REQUEST: Convert the lines below, from the one containing "the black bag" through the last one, into a Markdown table with a Row column holding the row number and a Text column holding the line, skipping any blank lines.
════════════════
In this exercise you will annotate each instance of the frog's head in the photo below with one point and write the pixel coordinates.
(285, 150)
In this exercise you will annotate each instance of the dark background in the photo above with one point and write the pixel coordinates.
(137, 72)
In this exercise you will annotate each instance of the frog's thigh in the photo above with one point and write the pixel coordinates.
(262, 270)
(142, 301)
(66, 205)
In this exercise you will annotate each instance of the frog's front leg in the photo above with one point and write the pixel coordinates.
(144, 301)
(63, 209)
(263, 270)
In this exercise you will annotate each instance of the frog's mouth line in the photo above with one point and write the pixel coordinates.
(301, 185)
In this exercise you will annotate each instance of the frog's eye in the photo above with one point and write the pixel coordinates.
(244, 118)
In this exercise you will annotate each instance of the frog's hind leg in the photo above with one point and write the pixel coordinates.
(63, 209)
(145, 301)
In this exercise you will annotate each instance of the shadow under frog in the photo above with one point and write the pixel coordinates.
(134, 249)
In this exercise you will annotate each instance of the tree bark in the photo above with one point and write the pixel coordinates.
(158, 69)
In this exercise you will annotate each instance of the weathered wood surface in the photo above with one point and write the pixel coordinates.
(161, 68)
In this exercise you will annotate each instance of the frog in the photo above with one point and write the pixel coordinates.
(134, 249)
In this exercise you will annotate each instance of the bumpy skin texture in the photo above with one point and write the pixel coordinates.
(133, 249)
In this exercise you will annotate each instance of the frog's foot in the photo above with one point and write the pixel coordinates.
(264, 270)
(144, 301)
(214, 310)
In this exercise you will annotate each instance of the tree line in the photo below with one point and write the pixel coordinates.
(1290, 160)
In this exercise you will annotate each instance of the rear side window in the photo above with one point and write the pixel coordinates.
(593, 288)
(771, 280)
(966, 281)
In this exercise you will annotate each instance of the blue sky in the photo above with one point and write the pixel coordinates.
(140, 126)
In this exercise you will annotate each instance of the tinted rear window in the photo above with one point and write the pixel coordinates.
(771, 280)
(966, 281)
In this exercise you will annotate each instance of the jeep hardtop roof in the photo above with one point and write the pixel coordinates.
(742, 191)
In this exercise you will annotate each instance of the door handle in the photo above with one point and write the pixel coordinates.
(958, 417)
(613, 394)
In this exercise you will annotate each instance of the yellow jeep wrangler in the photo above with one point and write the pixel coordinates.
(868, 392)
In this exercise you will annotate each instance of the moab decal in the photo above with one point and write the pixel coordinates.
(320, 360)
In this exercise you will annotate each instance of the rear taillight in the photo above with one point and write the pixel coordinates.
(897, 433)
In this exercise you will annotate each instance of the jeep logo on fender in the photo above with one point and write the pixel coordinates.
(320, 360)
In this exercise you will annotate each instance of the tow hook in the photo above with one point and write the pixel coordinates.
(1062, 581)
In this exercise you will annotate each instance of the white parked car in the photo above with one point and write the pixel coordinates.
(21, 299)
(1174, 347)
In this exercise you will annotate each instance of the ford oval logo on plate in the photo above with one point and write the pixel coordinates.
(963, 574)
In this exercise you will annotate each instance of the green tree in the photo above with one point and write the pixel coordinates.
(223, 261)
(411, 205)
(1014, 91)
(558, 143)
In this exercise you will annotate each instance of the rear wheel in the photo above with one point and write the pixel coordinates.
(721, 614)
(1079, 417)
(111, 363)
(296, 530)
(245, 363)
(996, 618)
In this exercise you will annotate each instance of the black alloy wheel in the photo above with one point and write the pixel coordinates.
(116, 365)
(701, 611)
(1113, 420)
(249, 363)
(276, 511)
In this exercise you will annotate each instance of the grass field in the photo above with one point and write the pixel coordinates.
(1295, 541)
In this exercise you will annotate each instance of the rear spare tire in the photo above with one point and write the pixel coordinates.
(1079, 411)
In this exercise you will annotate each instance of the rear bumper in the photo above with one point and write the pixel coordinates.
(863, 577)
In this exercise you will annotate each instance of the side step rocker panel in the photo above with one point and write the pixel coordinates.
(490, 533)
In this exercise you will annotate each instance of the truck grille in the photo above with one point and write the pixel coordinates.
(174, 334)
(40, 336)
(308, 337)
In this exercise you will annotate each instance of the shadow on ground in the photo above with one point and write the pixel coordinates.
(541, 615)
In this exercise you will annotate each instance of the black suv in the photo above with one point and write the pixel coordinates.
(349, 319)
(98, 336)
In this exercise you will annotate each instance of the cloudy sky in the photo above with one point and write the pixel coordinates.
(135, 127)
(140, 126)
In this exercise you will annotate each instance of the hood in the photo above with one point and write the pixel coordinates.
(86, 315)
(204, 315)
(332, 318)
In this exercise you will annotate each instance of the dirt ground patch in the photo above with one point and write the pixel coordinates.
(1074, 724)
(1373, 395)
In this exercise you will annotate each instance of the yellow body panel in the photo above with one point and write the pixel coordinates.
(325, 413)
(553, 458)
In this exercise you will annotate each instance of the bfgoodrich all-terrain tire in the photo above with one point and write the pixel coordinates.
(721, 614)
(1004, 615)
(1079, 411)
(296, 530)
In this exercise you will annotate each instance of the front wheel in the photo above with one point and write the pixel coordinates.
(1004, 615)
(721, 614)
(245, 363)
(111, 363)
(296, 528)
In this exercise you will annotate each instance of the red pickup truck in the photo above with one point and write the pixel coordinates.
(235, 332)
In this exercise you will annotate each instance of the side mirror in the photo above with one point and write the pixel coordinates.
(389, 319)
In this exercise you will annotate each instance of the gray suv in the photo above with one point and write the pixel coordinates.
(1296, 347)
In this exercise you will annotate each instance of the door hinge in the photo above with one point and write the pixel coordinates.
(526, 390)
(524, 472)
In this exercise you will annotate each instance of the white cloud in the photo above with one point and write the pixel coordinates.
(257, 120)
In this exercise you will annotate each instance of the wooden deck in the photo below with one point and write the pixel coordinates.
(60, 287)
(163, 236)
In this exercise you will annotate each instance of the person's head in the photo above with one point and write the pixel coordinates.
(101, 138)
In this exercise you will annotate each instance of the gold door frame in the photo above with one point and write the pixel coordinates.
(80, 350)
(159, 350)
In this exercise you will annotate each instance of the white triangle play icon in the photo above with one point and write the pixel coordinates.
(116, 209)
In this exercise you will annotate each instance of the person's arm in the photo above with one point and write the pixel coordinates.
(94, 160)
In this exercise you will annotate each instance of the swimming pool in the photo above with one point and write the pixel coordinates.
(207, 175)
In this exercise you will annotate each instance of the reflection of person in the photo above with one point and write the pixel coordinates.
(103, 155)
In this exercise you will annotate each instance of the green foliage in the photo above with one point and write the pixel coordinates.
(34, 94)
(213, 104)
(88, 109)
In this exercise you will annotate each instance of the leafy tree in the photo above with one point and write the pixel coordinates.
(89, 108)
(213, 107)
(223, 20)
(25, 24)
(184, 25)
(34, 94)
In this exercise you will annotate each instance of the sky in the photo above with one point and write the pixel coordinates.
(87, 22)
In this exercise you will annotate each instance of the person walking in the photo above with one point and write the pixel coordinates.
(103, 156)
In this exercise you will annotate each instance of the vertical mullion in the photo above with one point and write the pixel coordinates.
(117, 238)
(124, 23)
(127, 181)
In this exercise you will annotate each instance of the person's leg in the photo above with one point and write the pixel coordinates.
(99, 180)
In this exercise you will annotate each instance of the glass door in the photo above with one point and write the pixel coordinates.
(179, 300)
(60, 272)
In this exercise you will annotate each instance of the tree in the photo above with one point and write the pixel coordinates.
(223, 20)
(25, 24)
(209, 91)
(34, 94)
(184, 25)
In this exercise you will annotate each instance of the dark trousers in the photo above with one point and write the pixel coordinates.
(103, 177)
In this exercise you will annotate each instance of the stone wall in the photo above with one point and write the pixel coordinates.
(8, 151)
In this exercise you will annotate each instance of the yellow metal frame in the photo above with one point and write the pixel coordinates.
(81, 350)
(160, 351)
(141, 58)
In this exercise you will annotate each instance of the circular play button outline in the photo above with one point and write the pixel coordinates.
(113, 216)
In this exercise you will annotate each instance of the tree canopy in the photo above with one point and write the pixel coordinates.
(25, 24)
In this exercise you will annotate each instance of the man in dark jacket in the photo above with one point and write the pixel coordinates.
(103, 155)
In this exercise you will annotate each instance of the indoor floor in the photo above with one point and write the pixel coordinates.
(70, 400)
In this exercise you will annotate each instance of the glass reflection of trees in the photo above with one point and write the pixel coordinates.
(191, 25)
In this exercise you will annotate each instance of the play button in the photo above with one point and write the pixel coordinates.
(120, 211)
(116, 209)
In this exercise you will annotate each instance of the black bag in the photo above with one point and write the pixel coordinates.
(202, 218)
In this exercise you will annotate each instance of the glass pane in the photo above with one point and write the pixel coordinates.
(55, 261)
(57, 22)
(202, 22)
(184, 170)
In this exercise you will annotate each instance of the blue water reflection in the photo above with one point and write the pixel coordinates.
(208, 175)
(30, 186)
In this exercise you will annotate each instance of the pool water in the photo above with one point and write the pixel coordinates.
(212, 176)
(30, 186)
════════════════
OUTPUT:
| Row | Text |
|---|---|
| 1 | In this exercise you will annotate each instance of the black bag in the photo above with one point and write the pixel coordinates. |
| 2 | (202, 218) |
| 3 | In this exercise you will annotate each instance of the glass pane in the photo above with one point and write the pixel coordinates. |
| 4 | (55, 261) |
| 5 | (57, 22) |
| 6 | (202, 22) |
| 7 | (184, 170) |
| 8 | In this exercise you will annotate each instance of the blue water reflection in the photo above with one point and write the pixel coordinates. |
| 9 | (208, 175) |
| 10 | (30, 186) |
| 11 | In this exercise you will annotate each instance of the pool water in the photo above with one point and write the pixel coordinates. |
| 12 | (212, 176) |
| 13 | (30, 186) |